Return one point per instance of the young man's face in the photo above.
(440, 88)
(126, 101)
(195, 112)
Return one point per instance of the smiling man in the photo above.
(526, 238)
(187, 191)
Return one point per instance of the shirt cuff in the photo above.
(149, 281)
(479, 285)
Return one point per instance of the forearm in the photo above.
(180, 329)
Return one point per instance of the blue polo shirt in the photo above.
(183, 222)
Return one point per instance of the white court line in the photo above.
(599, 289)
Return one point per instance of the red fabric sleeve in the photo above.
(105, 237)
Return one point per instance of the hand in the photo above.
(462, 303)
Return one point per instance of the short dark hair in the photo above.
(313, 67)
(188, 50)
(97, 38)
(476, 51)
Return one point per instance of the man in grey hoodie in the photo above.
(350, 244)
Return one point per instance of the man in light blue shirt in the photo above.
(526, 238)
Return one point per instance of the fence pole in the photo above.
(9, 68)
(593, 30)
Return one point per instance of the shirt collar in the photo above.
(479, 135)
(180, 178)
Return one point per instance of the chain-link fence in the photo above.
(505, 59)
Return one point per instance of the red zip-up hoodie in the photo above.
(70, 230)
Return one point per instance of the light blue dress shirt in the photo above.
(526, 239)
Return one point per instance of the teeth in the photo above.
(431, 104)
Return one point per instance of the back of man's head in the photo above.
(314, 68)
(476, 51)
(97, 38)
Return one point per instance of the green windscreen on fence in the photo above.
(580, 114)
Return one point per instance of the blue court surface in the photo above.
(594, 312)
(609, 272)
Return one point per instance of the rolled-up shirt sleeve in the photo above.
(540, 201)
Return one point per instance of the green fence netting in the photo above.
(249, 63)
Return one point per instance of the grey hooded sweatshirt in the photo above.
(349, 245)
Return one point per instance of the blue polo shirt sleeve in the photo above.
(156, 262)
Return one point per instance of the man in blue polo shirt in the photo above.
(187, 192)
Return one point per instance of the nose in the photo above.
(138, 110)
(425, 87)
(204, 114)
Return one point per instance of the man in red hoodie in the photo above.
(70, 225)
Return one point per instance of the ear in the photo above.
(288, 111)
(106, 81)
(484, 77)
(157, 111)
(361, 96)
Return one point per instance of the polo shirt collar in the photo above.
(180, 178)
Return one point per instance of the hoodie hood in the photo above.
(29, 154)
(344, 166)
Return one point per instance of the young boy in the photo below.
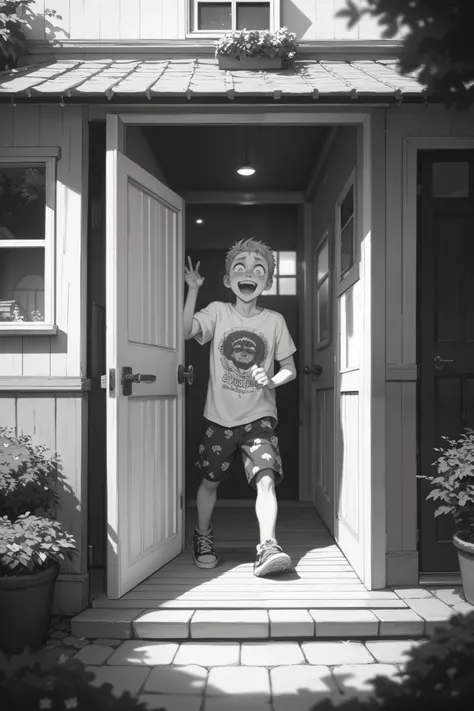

### Goal of the exercise
Arrange every line of the entries above into a Markdown table with the columns "No." and "Line", numbering the rows and skipping blank lines. Leave the pictures out of the table.

### Reply
| No. | Line |
|---|---|
| 1 | Return one point per instance of the young man's face in the photo above. |
| 2 | (440, 88) |
| 3 | (126, 101) |
| 4 | (195, 112) |
| 5 | Return one point per instance of the smiling man in the photo above. |
| 6 | (526, 238) |
| 7 | (187, 191) |
| 8 | Return one point per instance of the shirt cuff in the photo above. |
| 9 | (149, 281) |
| 10 | (479, 285) |
| 11 | Return one point per instance of the forearm in the photo above. |
| 12 | (180, 329) |
| 13 | Return one point per instance of the blue polo shirt in the photo above. |
| 14 | (183, 222) |
| 15 | Return one point per instance of the white court line in the photo above. |
| 16 | (599, 289) |
| 17 | Return one point per instance of the red fabric sleeve in the photo above. |
| 18 | (105, 237) |
| 19 | Return one point per instance of the hand in the photo above. |
| 20 | (462, 303) |
| 21 | Return one point per instance of the short dark hair in the photo above. |
| 22 | (313, 67) |
| 23 | (188, 50) |
| 24 | (97, 38) |
| 25 | (476, 51) |
| 26 | Return one point per instance of the man in grey hoodie in the photo above. |
| 27 | (350, 244) |
| 28 | Return one point per instance of the man in light blue shirt in the photo above. |
| 29 | (526, 238) |
| 30 | Return one point per instance of the fence pole in the photo above. |
| 31 | (9, 68) |
| 32 | (593, 30) |
| 33 | Return one point per instance of the shirt collar in the photo above. |
| 34 | (479, 135) |
| 35 | (180, 178) |
| 36 | Return one point per instance of the chain-link fence in the photo above. |
| 37 | (505, 59) |
| 38 | Return one point per instance of the red zip-up hoodie in the photo above. |
| 39 | (70, 230) |
| 40 | Return one point per instance of the light blue dress shirt in the photo above. |
| 41 | (526, 239) |
| 42 | Return one point per instance of the teeth in the photo above. |
| 43 | (431, 104) |
| 44 | Return one point per instance of the back of man's head in the photo above. |
| 45 | (314, 68) |
| 46 | (476, 51) |
| 47 | (97, 38) |
| 48 | Return one point per instance of the green windscreen on fence in the photo above. |
| 49 | (580, 114) |
| 50 | Return one point per instance of the blue court surface in the photo above. |
| 51 | (594, 312) |
| 52 | (609, 272) |
| 53 | Return one point per instance of the rolled-up shirt sleeve in the photo above. |
| 54 | (540, 201) |
| 55 | Return one point per instance of the green fence netting in the photo above. |
| 56 | (249, 63) |
| 57 | Return one point per instance of the grey hooded sweatshirt in the photo above. |
| 58 | (349, 245) |
| 59 | Return one point per instance of the blue polo shirt sleeve in the photo above. |
| 60 | (156, 262) |
| 61 | Return one point per instance of the man in blue polo shirt in the photo above. |
| 62 | (187, 192) |
| 63 | Return one point per instance of the nose in the photo above. |
| 64 | (138, 110) |
| 65 | (425, 87) |
| 66 | (204, 114) |
| 67 | Return one point per instance of the man in red hoodie in the photo above. |
| 68 | (70, 225) |
| 69 | Return one point per instance of the ear in the photo above. |
| 70 | (288, 111) |
| 71 | (106, 81) |
| 72 | (484, 77) |
| 73 | (157, 111) |
| 74 | (361, 96) |
| 75 | Return one point per instance of the polo shirt collar in the photo above. |
| 76 | (180, 178) |
| 77 | Return one point per instance of the hoodie hood in the photo above. |
| 78 | (29, 154) |
| 79 | (344, 166) |
| 80 | Return one point per instance of the young boy in the photo below. |